Dataset rows on where objects appear
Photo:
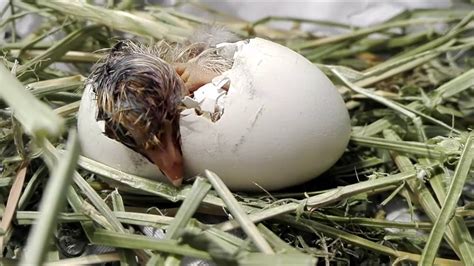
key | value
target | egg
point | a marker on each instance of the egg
(281, 123)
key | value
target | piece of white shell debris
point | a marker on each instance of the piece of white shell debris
(208, 101)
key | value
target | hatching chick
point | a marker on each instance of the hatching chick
(139, 90)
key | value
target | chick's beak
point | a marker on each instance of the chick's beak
(168, 158)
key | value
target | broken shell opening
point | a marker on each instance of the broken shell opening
(209, 100)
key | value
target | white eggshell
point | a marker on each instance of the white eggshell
(97, 146)
(283, 123)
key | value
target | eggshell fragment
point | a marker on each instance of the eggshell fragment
(283, 122)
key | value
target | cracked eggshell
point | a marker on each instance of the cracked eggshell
(283, 123)
(95, 145)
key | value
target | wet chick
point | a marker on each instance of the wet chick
(139, 91)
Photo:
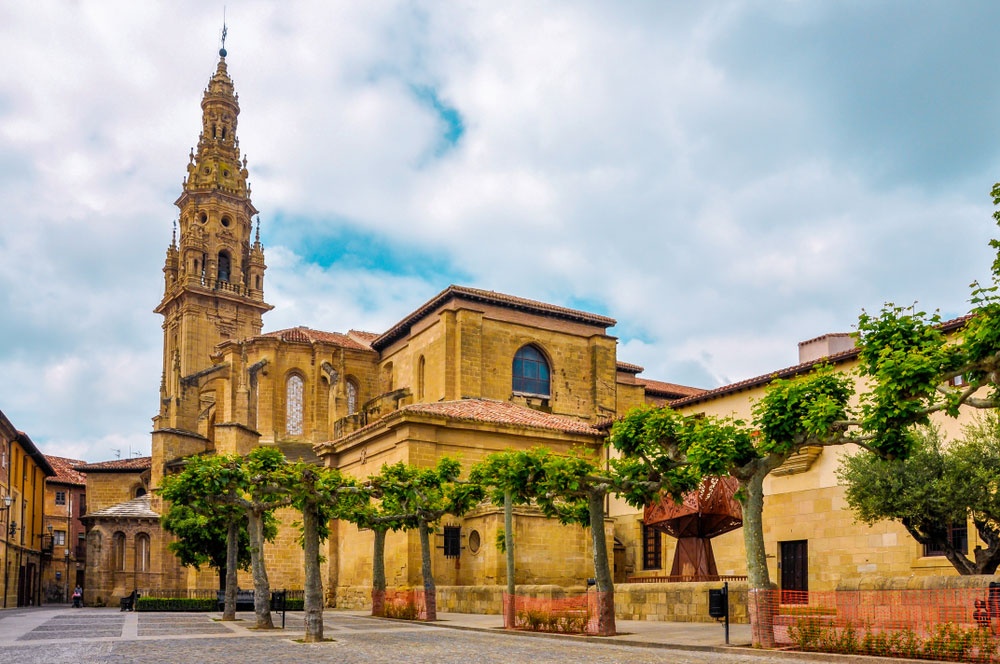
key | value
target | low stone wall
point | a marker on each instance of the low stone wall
(677, 602)
(918, 582)
(673, 602)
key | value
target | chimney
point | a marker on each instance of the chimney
(824, 346)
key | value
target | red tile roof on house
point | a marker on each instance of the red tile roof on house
(489, 297)
(137, 508)
(135, 464)
(301, 334)
(795, 370)
(659, 388)
(66, 472)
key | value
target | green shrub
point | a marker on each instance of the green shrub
(544, 621)
(175, 604)
(297, 604)
(402, 611)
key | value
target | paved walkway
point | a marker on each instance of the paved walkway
(55, 634)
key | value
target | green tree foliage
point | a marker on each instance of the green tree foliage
(201, 539)
(320, 494)
(234, 494)
(572, 488)
(421, 496)
(938, 484)
(677, 450)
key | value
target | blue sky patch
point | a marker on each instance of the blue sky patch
(339, 243)
(448, 116)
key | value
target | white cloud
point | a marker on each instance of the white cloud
(720, 178)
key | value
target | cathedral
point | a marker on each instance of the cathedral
(467, 373)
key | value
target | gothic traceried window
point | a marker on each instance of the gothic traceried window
(118, 551)
(293, 401)
(352, 397)
(142, 552)
(224, 267)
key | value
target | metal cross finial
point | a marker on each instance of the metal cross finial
(222, 51)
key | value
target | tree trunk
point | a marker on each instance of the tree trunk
(762, 605)
(232, 560)
(378, 574)
(430, 593)
(313, 582)
(602, 570)
(261, 586)
(509, 609)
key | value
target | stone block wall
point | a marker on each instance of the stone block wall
(670, 602)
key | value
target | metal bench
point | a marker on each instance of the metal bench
(244, 600)
(128, 603)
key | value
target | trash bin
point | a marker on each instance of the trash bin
(717, 604)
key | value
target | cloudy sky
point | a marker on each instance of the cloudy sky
(723, 178)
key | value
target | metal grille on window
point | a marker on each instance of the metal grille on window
(452, 541)
(293, 421)
(958, 535)
(651, 548)
(530, 372)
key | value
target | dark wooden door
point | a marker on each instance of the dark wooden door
(794, 572)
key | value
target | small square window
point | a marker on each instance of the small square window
(959, 536)
(452, 541)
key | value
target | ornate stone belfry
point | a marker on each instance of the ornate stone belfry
(214, 272)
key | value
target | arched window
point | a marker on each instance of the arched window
(421, 363)
(387, 378)
(224, 268)
(118, 551)
(531, 372)
(293, 405)
(142, 552)
(352, 397)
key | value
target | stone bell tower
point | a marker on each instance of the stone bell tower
(213, 276)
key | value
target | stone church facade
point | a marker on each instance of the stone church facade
(467, 373)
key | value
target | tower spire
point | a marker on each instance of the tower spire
(222, 48)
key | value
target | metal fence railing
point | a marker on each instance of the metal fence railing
(946, 624)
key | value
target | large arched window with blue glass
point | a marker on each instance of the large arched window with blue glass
(531, 371)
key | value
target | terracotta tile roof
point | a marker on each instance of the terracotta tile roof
(502, 412)
(795, 370)
(363, 337)
(490, 297)
(137, 508)
(136, 464)
(301, 334)
(488, 411)
(660, 388)
(66, 472)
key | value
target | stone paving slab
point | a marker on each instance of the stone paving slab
(26, 638)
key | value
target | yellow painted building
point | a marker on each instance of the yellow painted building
(467, 373)
(64, 549)
(23, 470)
(812, 539)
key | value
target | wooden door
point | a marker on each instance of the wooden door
(794, 572)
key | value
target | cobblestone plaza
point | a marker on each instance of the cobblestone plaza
(55, 635)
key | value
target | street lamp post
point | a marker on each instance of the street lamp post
(66, 580)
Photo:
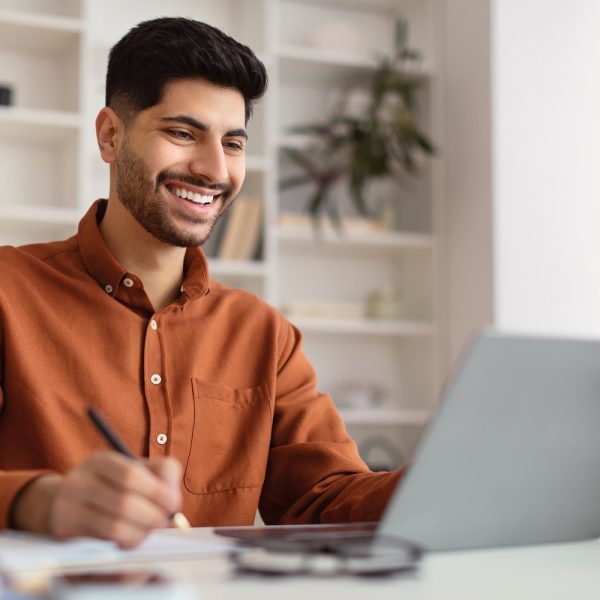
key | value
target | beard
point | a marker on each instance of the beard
(156, 213)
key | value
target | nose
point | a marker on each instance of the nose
(210, 162)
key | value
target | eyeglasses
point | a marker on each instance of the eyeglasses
(328, 557)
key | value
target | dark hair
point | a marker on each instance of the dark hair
(155, 52)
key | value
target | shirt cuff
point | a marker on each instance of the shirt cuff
(11, 483)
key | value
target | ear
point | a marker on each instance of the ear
(109, 129)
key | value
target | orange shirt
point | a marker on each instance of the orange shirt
(217, 379)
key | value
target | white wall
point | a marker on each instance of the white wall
(546, 165)
(466, 264)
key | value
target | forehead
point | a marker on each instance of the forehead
(212, 104)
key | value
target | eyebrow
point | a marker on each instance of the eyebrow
(241, 132)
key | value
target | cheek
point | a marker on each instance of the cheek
(237, 172)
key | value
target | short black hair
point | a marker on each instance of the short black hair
(156, 52)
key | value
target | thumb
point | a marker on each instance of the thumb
(167, 468)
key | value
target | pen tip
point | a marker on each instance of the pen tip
(180, 521)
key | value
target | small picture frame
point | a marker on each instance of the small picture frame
(5, 95)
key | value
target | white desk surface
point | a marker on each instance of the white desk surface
(564, 571)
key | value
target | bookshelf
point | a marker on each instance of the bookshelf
(55, 54)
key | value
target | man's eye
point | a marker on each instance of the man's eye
(180, 134)
(237, 146)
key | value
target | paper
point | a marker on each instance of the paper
(27, 552)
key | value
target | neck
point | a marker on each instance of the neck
(158, 265)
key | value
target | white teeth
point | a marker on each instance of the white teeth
(194, 197)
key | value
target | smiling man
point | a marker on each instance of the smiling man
(206, 382)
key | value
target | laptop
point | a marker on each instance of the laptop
(511, 458)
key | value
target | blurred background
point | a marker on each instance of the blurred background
(418, 169)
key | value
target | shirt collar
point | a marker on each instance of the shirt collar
(109, 274)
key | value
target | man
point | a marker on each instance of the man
(207, 382)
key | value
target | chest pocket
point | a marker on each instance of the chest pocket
(230, 438)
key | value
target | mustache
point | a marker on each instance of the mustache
(220, 188)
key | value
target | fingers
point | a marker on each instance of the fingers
(112, 497)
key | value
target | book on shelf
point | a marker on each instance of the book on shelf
(242, 230)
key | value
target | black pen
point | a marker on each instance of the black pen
(178, 519)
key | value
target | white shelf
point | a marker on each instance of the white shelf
(320, 66)
(379, 239)
(236, 268)
(380, 416)
(256, 164)
(365, 327)
(333, 58)
(41, 33)
(35, 124)
(39, 215)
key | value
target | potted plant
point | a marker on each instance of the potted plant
(385, 140)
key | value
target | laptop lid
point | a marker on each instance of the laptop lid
(513, 456)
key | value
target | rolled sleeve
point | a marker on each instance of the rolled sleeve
(314, 472)
(11, 483)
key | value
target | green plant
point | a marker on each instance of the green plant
(384, 141)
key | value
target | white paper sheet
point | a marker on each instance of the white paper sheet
(26, 552)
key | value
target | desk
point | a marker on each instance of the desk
(565, 571)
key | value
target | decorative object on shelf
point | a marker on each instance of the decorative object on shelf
(5, 95)
(242, 230)
(324, 310)
(385, 140)
(384, 303)
(357, 225)
(380, 453)
(359, 395)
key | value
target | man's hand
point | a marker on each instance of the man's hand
(108, 496)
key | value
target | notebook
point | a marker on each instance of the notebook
(511, 458)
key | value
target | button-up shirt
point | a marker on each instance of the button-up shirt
(216, 379)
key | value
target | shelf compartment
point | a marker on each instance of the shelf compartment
(38, 33)
(381, 416)
(38, 125)
(40, 215)
(383, 239)
(369, 327)
(236, 268)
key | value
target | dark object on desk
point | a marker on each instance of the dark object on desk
(326, 554)
(5, 95)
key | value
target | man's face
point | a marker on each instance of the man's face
(181, 162)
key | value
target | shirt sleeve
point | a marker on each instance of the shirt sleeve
(11, 482)
(314, 473)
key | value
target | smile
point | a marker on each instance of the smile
(193, 196)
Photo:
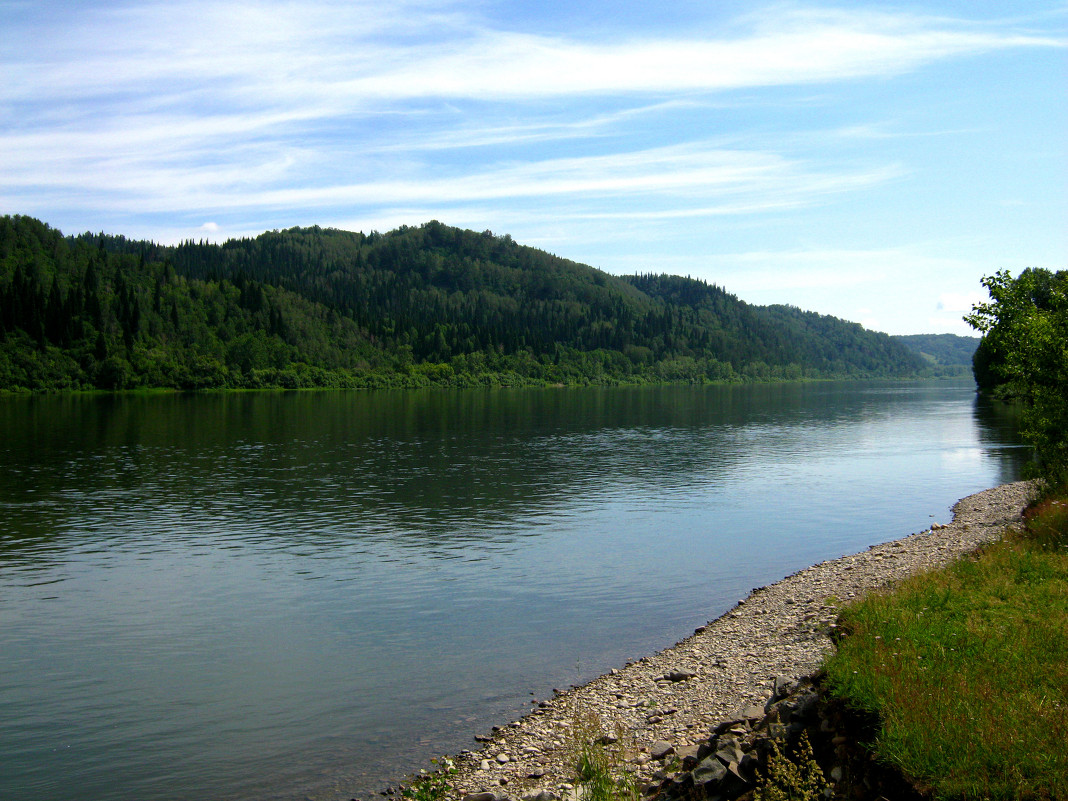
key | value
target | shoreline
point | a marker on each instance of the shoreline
(725, 668)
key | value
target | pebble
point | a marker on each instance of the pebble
(760, 643)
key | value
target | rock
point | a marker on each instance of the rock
(660, 749)
(782, 687)
(679, 675)
(728, 751)
(689, 755)
(753, 711)
(708, 770)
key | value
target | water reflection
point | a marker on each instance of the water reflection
(257, 595)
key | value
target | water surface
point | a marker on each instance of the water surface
(294, 595)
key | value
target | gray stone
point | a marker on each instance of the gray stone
(688, 755)
(709, 769)
(660, 749)
(783, 686)
(679, 675)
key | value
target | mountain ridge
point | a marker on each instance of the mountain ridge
(418, 305)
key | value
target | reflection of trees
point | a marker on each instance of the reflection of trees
(326, 469)
(999, 426)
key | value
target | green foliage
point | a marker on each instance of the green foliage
(1024, 355)
(968, 668)
(428, 305)
(598, 763)
(433, 786)
(797, 779)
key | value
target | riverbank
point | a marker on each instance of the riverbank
(675, 696)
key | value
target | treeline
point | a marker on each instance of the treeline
(415, 307)
(945, 350)
(1023, 356)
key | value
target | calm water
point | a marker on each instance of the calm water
(307, 595)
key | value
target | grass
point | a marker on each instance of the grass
(968, 668)
(598, 759)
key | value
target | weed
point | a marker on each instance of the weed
(433, 786)
(799, 779)
(968, 668)
(598, 759)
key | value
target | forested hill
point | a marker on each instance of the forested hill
(415, 307)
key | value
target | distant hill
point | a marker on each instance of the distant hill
(942, 349)
(415, 307)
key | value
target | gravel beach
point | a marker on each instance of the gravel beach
(676, 695)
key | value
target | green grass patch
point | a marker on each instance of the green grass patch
(968, 668)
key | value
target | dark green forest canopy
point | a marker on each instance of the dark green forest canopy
(415, 307)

◆ THE PROBLEM: Please pick out every line of the items above that contains the word "riverbank" and copy each one. Case counts.

◆ SOLUTION TO THE EXERCISE:
target | riverbank
point | a marker on each instance of the riverbank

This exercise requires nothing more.